── Source data
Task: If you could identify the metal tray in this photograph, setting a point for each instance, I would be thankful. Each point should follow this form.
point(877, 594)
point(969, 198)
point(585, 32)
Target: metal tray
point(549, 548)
────
Retype every record above exactly.

Output of the task:
Task: If you could identify the metal tray in this photograph, setting a point for each instance, I would be thankful. Each point should follow this form.
point(877, 594)
point(969, 198)
point(585, 32)
Target: metal tray
point(549, 548)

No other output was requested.